- WHAT IS EXPECTED: Please filter the items below and copy every line that contains the word "hand".

- PROVIDED INFORMATION:
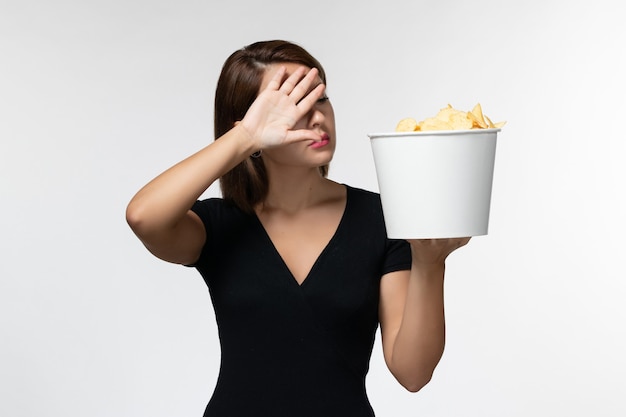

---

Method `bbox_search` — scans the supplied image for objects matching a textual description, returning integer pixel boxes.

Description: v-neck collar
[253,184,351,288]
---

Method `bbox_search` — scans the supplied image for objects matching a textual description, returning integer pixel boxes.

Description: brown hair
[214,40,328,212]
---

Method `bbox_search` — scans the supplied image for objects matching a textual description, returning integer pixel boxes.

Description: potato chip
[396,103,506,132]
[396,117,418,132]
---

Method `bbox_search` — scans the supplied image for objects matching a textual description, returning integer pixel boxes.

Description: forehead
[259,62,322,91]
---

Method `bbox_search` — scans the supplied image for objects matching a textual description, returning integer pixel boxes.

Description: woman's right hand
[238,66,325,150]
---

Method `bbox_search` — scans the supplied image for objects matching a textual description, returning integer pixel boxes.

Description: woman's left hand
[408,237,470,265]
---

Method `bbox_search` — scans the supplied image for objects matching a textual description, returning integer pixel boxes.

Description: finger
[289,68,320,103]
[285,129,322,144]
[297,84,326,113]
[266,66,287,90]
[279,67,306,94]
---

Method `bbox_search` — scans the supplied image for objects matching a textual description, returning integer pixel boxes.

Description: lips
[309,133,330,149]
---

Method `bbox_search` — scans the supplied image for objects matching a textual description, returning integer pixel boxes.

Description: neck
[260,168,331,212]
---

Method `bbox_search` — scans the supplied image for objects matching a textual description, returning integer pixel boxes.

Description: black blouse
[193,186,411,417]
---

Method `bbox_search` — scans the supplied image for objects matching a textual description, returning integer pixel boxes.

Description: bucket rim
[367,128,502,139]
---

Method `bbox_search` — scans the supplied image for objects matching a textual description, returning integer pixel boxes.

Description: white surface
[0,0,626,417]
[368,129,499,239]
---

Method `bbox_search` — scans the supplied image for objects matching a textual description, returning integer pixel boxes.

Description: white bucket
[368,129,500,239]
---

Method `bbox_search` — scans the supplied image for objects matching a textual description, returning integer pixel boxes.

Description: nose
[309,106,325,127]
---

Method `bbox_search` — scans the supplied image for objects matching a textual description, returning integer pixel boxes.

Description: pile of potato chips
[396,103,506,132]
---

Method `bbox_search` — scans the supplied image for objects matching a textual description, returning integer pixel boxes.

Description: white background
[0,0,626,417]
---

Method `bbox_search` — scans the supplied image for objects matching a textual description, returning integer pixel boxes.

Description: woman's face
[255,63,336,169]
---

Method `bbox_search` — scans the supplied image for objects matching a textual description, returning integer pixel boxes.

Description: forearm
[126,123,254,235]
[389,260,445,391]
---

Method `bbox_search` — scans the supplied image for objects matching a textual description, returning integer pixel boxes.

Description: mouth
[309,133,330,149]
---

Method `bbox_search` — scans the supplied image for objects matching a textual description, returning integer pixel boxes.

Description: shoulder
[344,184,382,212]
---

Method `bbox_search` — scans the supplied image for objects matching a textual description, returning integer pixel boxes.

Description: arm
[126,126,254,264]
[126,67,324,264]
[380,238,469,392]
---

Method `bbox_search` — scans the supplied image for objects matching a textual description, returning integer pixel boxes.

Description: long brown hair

...

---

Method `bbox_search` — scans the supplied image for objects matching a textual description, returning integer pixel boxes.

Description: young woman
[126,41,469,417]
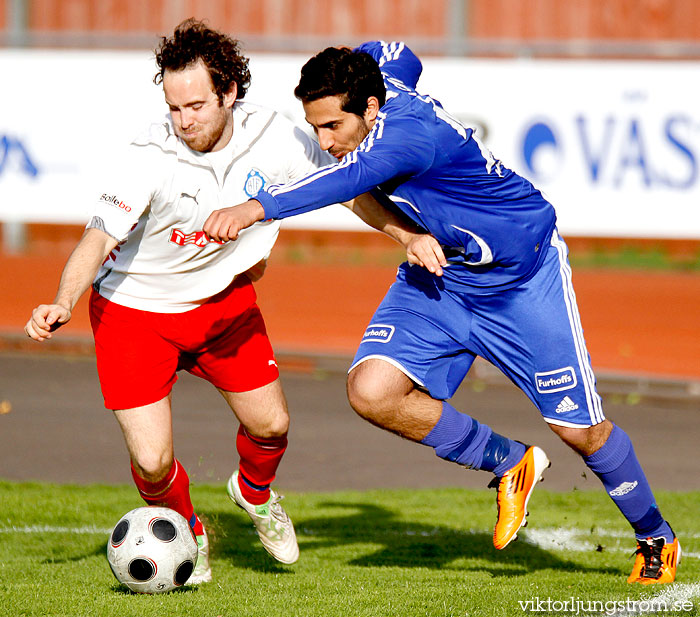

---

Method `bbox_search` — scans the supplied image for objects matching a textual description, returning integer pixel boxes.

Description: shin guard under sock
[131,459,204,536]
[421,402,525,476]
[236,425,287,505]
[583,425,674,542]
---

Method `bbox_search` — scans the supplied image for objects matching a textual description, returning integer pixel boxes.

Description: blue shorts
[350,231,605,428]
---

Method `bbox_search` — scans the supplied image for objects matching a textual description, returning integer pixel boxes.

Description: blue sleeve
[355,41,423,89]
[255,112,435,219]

- COMPLETE OUTPUT:
Description: woman's right hand
Description: woman's left hand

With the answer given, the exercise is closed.